## INPUT DATA
** Begin **

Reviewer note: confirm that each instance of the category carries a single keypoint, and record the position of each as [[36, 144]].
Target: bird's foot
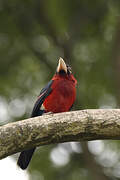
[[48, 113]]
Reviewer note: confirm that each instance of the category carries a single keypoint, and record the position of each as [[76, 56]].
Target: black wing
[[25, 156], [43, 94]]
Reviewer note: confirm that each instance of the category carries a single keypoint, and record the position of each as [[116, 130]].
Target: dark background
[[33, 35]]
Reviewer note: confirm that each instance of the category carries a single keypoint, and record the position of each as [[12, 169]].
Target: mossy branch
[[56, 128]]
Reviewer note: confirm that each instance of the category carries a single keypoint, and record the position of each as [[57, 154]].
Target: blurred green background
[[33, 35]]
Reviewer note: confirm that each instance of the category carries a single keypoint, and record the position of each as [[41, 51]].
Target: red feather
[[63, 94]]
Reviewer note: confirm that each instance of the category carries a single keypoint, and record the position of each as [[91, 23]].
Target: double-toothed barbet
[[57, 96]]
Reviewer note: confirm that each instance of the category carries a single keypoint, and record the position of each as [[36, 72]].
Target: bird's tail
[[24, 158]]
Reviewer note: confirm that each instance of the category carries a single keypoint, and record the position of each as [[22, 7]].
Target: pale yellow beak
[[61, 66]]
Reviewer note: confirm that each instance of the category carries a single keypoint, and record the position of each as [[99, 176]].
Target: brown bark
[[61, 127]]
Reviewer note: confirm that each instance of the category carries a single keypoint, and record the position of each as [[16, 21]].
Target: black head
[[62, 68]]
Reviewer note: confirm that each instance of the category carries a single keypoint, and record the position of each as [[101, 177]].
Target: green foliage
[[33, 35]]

** End **
** Begin **

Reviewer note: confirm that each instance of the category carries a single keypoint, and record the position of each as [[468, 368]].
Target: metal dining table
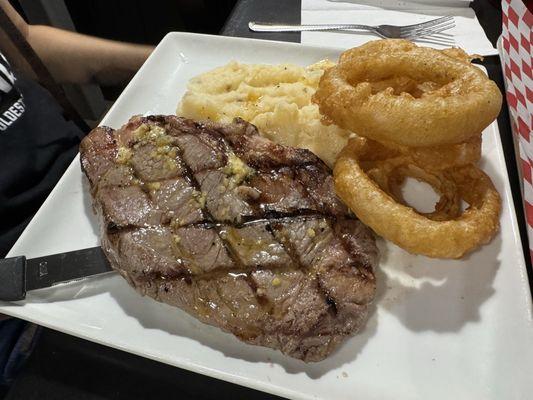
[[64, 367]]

** End **

## WHAT NEEDS TO BE DONE
Pull out every line above that contains the word "black", and copy each one in full.

## THE OUTPUT
Target: black wing
Target: black head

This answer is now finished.